*** Opening Dataset entries ***

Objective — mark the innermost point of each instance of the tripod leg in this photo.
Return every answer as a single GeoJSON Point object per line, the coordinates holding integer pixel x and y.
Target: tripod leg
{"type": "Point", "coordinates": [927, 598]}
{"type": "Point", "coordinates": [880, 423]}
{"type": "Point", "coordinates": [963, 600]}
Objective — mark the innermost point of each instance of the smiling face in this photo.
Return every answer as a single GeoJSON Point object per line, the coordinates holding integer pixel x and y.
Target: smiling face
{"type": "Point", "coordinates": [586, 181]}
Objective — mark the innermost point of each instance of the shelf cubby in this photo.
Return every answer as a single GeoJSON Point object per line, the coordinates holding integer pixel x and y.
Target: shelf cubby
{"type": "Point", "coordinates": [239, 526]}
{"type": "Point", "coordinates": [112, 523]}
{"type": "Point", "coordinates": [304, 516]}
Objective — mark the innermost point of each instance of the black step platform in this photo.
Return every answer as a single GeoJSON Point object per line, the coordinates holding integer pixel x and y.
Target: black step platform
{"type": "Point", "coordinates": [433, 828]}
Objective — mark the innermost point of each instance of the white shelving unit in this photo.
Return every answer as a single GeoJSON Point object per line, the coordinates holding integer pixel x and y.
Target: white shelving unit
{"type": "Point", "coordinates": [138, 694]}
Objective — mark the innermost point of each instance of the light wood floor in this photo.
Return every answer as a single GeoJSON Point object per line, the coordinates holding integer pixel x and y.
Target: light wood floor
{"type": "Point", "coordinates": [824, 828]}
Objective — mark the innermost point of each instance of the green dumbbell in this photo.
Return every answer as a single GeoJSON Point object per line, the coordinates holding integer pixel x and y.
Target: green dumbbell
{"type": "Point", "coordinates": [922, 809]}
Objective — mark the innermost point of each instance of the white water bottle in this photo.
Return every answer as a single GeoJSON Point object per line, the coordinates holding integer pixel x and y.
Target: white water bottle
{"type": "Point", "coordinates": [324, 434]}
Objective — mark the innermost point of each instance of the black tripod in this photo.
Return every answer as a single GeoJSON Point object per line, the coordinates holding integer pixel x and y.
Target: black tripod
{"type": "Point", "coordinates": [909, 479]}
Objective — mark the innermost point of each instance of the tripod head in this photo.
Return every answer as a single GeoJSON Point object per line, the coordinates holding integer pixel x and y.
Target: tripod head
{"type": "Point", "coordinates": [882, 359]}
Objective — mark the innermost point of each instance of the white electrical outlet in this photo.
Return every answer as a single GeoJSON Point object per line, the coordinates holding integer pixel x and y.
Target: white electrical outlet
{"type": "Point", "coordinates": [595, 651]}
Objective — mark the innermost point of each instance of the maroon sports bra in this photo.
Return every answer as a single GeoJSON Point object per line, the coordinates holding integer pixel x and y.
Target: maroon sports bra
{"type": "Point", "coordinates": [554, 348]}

*** Closing Dataset entries ***

▶ What needs to be done
In full and without alteration, write out each record.

▶ The answer
Objective — mark the innermost point of each instance of the tripod leg in this photo.
Return every answer as a single GeoJSON Point object per line, the coordinates holding integer pixel x and y.
Target: tripod leg
{"type": "Point", "coordinates": [927, 598]}
{"type": "Point", "coordinates": [880, 423]}
{"type": "Point", "coordinates": [963, 600]}
Objective — mark the innermost point of each instance of the smiling face in this photo.
Return every answer as a single GeoJSON Point object per line, the coordinates holding integer pixel x and y.
Target: smiling face
{"type": "Point", "coordinates": [586, 181]}
Objective — mark the innermost point of each instance of the shelf cubby in this photo.
Return every answer as a single GeoJSON Point object per line, the coordinates holding integer pixel x and y.
Target: shelf cubby
{"type": "Point", "coordinates": [239, 526]}
{"type": "Point", "coordinates": [112, 523]}
{"type": "Point", "coordinates": [304, 516]}
Objective — mark the innermost point of each instance of the black step platform in this photo.
Return every answer as a single GeoJSON Point object per line, the coordinates holding integer pixel x and y.
Target: black step platform
{"type": "Point", "coordinates": [433, 828]}
Objective — mark the innermost point of each instance of the white shelving unit in this photo.
Return every answer as a single GeoJSON Point object per line, the coordinates holding integer pixel x and y.
Target: white shelving unit
{"type": "Point", "coordinates": [138, 694]}
Objective — mark the innermost point of each instance of the light wood floor in this photo.
Return every answer as a single GeoJSON Point object per line, the coordinates holding integer pixel x and y.
Target: light wood floor
{"type": "Point", "coordinates": [824, 828]}
Objective — mark the innermost point of each instance of the green dumbbell in this photo.
Return every answer as a single GeoJSON Point object per line, the coordinates holding integer pixel x and y.
Target: green dumbbell
{"type": "Point", "coordinates": [922, 809]}
Objective — mark the innermost point of each instance of the white water bottle in this photo.
Return every answer as a single GeoJSON Point object per line, the coordinates holding integer pixel x and y.
Target: white water bottle
{"type": "Point", "coordinates": [324, 434]}
Objective — mark the innermost point of each instance of the black tripod in this photo.
Return every answer as a single GeoJSON Point object per line, the coordinates holding integer pixel x and y.
Target: black tripod
{"type": "Point", "coordinates": [909, 479]}
Objective — mark the innermost point of each instance of the tripod head in this photo.
Return every answer as a single GeoJSON Point object per line, the coordinates holding integer pixel x and y.
Target: tripod head
{"type": "Point", "coordinates": [882, 359]}
Objective — mark the innermost point of each instance of the white electrical outlet in this photo.
Return every answer as a single GeoJSON Point object per line, the coordinates holding integer pixel x and y.
Target: white electrical outlet
{"type": "Point", "coordinates": [595, 651]}
Objective — mark the innermost point of each instance of the maroon sports bra in this photo.
Return every answer as a single GeoJSON Point object per line, the coordinates holding integer pixel x and y.
Target: maroon sports bra
{"type": "Point", "coordinates": [554, 348]}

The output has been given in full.